**REQUIREMENT A**
Decide whether each statement below agrees with the fawn journal, answering yes or no and quoting the deciding words from the journal: (i) The name Zakumi was taken from the World Cup 2010 mascot. (ii) The fawn now sleeps in the office. (iii) Minx is jealous of the fawn.
• • • • •
The dogs love him too, and Munchie took over “toilet-duty” immediately. Baby animals usually have to be encouraged to “go” by mum. She will lick their bottoms to encourage them to eliminate waste which she eats to hide all evidence of her baby. Munchkin did the same with Minx, my tiny kitten. She’s a born mommy. The fawn also poops and pees on my command (a damp tissue patted softly under his tail).
Gaz has claimed the fawn as his own lamb. My lamb (sheep) is weaning now and would rather be with the other lambs, so Gaz is looking for a new friend. The dogs are fascinated and smell and lick and invite him to play. Minx is jealous, and gives him piercing looks when he wakes and calls softly for milk. I think I am going to be rather busy in the next 3 months! I’m training him to use the cat litter box, as Minx has abandoned his box for the great outdoors, and I have lots of cat litter. It keeps things clean and odourless. Daytime he goes outside.
July 7th, 2010 well, the little guy has been fussy about his milk today, it’s taken lots of encouragement to get him to drink. Duikers are extremely shy and quiet and I think losing mum may be too much for him. Munchkin is doing “toilet duty” and licking his face and ears and grooming him. He cuddles up to her, so I’m putting them together in an enclosed courtyard with grass and shrubs tomorrow. He may need some special “mommying”. Munchy was the same with Minx, and “mommyed” him for the first few months. She also did it with the lamb. What a sweet doggie.
July 9th, 2010 Munchkin is a wonderful mommy! She keeps him spotlessly clean, even though his tummy is runny, and he is drinking loads of milk! He seems to love being in the courtyard. There’s lots of grass and shrubs to hide under and keep cool or warm depending on what he needs. The dogs can also get in and out as they like, and Munchkin is happy as a lark with her “baby”. It is so cute! He’s hanging in, still holding thumbs.
July 10th, 2010 The little guy is doing well. He loves it in the courtyard it seems, when I got out to feed him, he comes out of his bushy corner when called, drinks enthusiastically and then actually gambols around when I spoke to him. Too cute! He bucks and jumps and runs in a little circle, He’s lovely and seems to be happier and responsive. I am hopeful all will be right. He’s been with me a week tomorrow! Bless him.
July 19th, 2010 He now has an official name, Zakumi – it is the name of the World Cup 2010 Mascot – and we thought it appropriate. His name comes from “ZA”, the ISO 3166-1 alpha-2 code for South Africa, and “kumi”, a word that means ten in several African languages, referencing the year 2010.
He is thriving in the courtyard, but Minx just slinks out of reach when he sees the fawn! Munchkin is still dedicated to toilet duty, although Zakumi is doing well in that department on his own. He still has the runs now and then, but that’s because the milk is not quite right. It’s the best we can do though. He has become a fantastic high-jumper and clears the cozy corner barriers I erected to contain him in my office. He now sleeps in the flat’s kitchen as it has a door to close! He hurls himself at the door to indicate that it’s time to eat or play. He is incredibly inquisitive, and when let into the house to explore, went into every nook and cranny to sniff and investigate. Then he decided to curl up with me on the couch, not encouraged because of his runny tummy. He was very put out and insistent when told no! I had to resort to banishing him to the kitchen again! He is just gorgeous and Gaz adores him. It seems he will be fine, as long as the milk keeps him satisfied. It is mid-winter here, so there’s nothing new, tender and juicy to eat for him. However, I’m not worried, his mom would have had the same problem. It’ll be Spring soon enough and he will be able to browse on lots of new, tasty greenery.
• • • • •
**REQUIREMENT B**
In the coordinate labeling entries below, echo the stretch from the line containing "If you could drop a marker on the half-timbered" through the line containing "Target: half-timbered facade", both lines included.

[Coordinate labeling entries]
• • • • •
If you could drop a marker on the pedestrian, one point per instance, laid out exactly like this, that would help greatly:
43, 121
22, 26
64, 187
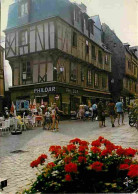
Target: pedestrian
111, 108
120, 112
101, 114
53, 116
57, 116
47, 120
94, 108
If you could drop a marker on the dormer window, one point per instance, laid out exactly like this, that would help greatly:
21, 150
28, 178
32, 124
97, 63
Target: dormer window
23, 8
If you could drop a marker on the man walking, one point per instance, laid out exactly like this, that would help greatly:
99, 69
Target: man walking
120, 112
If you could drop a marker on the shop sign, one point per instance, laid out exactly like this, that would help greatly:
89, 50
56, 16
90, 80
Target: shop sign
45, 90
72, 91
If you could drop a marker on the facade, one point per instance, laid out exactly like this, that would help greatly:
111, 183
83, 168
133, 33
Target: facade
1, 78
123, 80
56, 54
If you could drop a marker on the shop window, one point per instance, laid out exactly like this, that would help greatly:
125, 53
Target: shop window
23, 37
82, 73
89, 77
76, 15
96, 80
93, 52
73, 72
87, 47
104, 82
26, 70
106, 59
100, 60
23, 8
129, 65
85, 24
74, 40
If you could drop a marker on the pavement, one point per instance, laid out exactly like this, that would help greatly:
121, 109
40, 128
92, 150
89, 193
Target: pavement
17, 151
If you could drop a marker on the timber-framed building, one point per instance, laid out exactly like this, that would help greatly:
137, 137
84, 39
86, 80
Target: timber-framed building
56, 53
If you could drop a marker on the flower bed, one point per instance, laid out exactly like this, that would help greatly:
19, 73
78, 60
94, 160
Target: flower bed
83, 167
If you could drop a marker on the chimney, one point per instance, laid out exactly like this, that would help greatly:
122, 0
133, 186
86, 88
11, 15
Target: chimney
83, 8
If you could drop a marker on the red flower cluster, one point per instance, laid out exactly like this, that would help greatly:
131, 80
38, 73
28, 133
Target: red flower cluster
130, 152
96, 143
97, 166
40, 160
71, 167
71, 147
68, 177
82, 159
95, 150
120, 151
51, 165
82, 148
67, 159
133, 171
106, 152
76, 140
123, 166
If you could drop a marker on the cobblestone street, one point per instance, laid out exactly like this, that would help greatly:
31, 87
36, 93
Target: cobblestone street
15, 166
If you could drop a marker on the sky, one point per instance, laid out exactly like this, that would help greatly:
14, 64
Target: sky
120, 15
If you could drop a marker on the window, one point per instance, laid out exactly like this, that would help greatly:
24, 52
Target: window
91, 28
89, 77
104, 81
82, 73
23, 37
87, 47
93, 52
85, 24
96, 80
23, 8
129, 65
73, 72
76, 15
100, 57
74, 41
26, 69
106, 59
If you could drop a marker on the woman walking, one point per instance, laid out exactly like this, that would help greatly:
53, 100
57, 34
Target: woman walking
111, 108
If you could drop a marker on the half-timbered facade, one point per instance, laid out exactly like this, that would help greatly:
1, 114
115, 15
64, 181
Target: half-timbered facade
• • • • •
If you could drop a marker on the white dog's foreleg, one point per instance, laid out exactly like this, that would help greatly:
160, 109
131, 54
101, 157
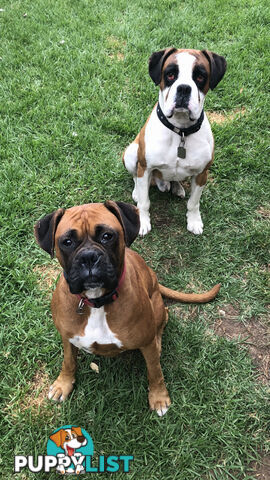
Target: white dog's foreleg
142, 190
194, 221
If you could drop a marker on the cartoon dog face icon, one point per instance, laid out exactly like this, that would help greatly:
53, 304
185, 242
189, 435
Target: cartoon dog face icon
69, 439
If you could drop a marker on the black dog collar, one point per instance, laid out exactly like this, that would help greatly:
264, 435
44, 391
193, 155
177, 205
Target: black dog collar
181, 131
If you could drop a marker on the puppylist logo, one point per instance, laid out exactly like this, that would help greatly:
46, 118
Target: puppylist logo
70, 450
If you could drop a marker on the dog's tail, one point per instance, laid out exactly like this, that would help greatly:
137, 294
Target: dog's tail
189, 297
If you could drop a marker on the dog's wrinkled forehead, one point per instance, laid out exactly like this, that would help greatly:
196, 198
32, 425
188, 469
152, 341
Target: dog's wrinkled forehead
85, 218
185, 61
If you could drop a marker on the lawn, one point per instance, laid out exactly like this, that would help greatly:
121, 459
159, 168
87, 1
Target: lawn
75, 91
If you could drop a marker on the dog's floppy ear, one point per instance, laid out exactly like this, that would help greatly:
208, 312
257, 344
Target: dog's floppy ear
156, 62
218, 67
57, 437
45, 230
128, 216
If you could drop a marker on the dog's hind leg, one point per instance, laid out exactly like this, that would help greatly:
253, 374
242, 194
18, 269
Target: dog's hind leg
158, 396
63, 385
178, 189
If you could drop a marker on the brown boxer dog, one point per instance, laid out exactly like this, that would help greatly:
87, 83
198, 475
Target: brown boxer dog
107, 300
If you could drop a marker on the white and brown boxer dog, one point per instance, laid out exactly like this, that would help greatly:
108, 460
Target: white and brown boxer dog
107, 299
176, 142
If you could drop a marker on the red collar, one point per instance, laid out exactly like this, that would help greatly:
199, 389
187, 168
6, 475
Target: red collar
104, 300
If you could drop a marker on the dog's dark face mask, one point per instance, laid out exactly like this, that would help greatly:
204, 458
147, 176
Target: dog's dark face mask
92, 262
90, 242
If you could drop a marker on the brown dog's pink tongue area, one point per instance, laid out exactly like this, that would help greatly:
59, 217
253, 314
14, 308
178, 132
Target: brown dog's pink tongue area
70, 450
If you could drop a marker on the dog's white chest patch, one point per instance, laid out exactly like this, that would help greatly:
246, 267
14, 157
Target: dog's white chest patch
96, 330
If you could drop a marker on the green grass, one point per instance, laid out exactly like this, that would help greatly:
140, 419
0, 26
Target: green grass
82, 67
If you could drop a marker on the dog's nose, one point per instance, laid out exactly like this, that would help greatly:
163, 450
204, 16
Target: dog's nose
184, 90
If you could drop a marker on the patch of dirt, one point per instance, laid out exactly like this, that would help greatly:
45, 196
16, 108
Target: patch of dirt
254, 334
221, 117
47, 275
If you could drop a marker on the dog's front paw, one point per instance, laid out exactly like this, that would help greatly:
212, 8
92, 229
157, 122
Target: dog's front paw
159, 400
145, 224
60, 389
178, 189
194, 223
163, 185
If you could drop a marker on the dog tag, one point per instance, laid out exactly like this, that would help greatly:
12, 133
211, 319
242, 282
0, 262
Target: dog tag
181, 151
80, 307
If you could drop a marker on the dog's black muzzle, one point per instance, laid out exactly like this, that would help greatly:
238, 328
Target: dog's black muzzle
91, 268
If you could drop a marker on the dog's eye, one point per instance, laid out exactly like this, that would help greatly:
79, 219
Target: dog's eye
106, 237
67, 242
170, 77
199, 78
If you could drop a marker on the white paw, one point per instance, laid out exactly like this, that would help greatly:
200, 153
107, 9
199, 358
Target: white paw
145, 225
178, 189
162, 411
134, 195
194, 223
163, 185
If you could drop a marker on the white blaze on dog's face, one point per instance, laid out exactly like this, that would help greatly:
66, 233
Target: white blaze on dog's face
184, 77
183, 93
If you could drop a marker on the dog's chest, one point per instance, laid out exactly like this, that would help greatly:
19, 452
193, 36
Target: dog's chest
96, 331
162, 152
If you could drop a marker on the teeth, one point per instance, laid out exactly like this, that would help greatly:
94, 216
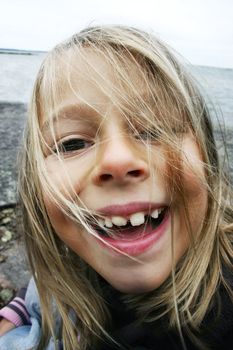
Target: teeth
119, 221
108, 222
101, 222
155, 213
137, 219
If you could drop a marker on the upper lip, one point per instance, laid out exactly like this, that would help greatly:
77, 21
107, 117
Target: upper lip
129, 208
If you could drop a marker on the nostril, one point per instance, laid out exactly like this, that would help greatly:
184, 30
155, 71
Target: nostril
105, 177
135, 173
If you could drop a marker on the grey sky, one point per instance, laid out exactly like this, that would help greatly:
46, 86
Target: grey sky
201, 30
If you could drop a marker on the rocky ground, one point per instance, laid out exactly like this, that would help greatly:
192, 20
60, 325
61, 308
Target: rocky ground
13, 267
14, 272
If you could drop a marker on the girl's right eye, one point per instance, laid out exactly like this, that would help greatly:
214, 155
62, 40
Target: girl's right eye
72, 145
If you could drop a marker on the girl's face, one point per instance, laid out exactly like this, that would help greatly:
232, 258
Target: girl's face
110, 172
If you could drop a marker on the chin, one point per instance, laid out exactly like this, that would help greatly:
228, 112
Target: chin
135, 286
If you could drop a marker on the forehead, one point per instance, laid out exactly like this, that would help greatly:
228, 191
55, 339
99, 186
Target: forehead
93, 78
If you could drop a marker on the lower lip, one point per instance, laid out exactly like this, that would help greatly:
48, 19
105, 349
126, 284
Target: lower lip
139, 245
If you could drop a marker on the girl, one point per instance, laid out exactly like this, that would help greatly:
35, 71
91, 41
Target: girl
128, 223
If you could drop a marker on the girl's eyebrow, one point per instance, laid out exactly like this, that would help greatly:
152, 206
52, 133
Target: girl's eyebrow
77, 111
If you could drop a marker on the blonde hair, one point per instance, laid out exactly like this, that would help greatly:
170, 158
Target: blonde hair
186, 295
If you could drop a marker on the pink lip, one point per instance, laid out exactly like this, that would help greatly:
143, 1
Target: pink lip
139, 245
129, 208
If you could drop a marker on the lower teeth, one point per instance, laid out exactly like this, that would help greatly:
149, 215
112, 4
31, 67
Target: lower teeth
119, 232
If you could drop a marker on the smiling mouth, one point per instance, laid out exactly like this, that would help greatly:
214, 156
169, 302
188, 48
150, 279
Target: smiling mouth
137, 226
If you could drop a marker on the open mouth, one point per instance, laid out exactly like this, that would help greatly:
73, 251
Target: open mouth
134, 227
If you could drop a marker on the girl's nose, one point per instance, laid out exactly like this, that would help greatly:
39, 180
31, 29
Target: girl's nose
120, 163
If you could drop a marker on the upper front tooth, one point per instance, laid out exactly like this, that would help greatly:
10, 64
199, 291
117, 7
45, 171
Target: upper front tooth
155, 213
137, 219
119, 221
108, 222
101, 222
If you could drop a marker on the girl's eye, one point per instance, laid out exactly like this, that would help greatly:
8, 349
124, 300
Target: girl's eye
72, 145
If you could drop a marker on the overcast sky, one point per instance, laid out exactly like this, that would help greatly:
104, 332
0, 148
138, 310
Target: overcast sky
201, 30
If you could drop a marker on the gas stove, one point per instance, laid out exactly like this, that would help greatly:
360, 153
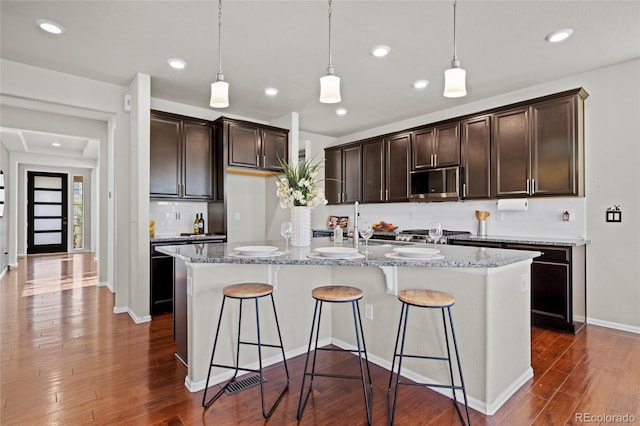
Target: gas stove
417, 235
• • • • •
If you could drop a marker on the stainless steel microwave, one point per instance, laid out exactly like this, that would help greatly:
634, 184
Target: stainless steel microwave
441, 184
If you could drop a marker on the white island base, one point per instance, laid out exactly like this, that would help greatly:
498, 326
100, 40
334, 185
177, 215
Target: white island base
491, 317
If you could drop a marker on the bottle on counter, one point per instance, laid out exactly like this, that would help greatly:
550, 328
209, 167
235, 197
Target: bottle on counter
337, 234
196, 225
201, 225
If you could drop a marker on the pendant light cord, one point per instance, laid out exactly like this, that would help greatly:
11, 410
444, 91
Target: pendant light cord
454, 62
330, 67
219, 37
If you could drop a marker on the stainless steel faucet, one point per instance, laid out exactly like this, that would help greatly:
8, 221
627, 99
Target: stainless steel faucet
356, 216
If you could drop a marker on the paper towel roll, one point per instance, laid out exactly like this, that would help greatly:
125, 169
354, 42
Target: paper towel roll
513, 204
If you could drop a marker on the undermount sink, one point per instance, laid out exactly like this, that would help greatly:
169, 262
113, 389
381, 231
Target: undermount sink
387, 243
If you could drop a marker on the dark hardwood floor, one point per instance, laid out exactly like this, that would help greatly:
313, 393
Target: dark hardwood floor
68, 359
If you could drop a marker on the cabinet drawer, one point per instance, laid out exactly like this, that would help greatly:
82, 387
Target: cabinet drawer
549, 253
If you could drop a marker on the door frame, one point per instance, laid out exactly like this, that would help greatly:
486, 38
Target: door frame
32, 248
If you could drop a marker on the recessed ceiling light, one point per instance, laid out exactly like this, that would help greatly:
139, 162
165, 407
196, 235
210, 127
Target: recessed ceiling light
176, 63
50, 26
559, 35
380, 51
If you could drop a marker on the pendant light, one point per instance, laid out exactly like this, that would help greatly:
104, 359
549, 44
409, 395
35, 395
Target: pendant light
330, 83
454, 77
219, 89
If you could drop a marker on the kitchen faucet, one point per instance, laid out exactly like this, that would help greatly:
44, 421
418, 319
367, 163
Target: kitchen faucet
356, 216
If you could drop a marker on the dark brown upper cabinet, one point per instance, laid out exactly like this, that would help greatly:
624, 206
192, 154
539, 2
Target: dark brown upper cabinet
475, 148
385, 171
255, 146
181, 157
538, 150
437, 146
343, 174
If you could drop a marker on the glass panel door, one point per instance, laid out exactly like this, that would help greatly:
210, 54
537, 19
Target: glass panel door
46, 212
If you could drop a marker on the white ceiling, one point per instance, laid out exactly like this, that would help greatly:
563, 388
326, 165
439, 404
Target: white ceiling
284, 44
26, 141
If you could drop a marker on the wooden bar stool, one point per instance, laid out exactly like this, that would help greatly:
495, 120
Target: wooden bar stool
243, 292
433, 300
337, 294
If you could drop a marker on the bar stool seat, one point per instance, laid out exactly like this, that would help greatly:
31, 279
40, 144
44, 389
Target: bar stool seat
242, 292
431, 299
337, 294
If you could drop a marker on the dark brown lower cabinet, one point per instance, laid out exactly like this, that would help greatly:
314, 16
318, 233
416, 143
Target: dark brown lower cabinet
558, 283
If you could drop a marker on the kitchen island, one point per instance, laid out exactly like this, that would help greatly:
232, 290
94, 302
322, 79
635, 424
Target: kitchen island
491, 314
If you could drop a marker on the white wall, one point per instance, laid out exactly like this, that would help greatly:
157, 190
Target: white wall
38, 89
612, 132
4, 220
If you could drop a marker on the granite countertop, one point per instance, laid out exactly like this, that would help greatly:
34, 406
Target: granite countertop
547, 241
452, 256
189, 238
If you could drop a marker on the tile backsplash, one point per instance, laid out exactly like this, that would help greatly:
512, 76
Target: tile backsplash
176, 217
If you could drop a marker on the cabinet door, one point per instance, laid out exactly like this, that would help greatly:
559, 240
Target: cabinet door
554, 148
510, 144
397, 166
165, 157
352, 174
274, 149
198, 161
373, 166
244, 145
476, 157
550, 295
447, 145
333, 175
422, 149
• • • • •
**TASK OUTPUT A**
(i) Yes: "it is the name of the World Cup 2010 Mascot"
(ii) No: "He now sleeps in the flat’s kitchen as it has a door to close!"
(iii) Yes: "Minx is jealous, and gives him piercing looks when he wakes and calls softly for milk."

**TASK OUTPUT B**
If you could drop a marker on the half-timbered facade, one point per instance, laid out exactly like this, that would help greatly:
1, 114
115, 15
64, 181
Target: half-timbered facade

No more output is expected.